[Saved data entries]
......

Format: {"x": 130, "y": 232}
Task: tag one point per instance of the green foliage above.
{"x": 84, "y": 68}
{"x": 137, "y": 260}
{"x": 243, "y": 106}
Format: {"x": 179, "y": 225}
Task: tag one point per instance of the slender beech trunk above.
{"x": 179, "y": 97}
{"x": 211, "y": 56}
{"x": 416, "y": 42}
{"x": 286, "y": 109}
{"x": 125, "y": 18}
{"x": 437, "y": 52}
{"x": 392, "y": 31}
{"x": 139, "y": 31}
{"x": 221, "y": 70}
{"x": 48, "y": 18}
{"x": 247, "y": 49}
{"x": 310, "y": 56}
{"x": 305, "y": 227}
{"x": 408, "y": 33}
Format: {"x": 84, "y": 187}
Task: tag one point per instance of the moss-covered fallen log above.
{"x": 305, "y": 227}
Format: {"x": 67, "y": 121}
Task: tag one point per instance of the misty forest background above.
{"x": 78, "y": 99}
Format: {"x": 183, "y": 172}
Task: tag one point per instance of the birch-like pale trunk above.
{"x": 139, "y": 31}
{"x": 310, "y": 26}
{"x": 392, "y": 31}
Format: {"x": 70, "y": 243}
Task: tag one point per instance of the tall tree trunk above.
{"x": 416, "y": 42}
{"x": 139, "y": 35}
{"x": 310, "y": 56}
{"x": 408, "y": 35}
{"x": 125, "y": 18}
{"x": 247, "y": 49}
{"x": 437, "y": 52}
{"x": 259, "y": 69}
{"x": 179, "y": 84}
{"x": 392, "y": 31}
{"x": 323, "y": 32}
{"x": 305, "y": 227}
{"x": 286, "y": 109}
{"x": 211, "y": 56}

......

TASK DESCRIPTION | Output the entries verbatim.

SOLUTION BELOW |
Format: {"x": 130, "y": 232}
Task: tag one point per instance of the green foliage above.
{"x": 84, "y": 68}
{"x": 137, "y": 260}
{"x": 243, "y": 106}
Format: {"x": 179, "y": 225}
Task: tag one point per instance of the slender beech trunk above.
{"x": 179, "y": 97}
{"x": 211, "y": 56}
{"x": 416, "y": 42}
{"x": 286, "y": 109}
{"x": 125, "y": 18}
{"x": 437, "y": 52}
{"x": 392, "y": 31}
{"x": 139, "y": 31}
{"x": 221, "y": 70}
{"x": 48, "y": 18}
{"x": 247, "y": 49}
{"x": 310, "y": 56}
{"x": 305, "y": 227}
{"x": 408, "y": 33}
Format: {"x": 84, "y": 187}
Task: tag one point per instance of the moss-covered fallen log above.
{"x": 305, "y": 227}
Format: {"x": 67, "y": 121}
Task: tag one point per instance of the misty forest background above.
{"x": 78, "y": 99}
Format: {"x": 183, "y": 172}
Task: tag one point per instance of the birch-like pale trunk above.
{"x": 139, "y": 31}
{"x": 310, "y": 26}
{"x": 392, "y": 31}
Format: {"x": 70, "y": 243}
Task: tag one point per instance of the tall tree trunk above.
{"x": 416, "y": 42}
{"x": 139, "y": 35}
{"x": 310, "y": 56}
{"x": 408, "y": 35}
{"x": 125, "y": 18}
{"x": 247, "y": 49}
{"x": 437, "y": 52}
{"x": 259, "y": 69}
{"x": 179, "y": 84}
{"x": 392, "y": 31}
{"x": 323, "y": 32}
{"x": 305, "y": 227}
{"x": 286, "y": 109}
{"x": 211, "y": 56}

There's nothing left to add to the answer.